Copy the rows from the one containing "the finger in" through the last row, both included, and move every coordinate in the answers by adding 115 to each of its numbers.

.....

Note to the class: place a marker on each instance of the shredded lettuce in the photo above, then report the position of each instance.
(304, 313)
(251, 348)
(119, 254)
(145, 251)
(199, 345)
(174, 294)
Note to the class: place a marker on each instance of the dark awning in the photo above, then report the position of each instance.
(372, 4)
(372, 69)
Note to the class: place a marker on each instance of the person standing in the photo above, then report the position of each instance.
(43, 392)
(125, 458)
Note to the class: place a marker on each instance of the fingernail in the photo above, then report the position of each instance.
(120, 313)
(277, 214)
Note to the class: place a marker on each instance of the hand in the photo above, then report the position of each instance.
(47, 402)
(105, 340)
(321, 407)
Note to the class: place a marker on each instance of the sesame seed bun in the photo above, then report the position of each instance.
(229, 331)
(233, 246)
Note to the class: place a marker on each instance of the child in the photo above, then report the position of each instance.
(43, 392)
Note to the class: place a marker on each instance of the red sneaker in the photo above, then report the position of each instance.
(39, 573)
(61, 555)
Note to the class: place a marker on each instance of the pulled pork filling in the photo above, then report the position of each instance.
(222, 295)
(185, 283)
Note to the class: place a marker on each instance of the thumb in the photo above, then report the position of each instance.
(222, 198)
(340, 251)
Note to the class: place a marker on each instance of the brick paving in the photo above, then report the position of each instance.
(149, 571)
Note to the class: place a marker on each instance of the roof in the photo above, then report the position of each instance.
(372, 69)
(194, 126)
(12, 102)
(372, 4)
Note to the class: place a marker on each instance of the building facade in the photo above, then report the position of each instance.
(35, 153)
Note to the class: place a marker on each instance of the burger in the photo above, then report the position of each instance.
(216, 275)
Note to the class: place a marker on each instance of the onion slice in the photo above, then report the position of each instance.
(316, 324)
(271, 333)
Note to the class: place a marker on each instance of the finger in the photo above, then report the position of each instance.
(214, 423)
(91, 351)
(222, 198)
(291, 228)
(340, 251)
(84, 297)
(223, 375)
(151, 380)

.....

• **COMPLETE OUTPUT**:
Note to the class: place a marker on each instance of the finger in the photo above, then report the position of each instance.
(329, 538)
(206, 466)
(337, 313)
(406, 343)
(455, 366)
(199, 412)
(338, 490)
(266, 495)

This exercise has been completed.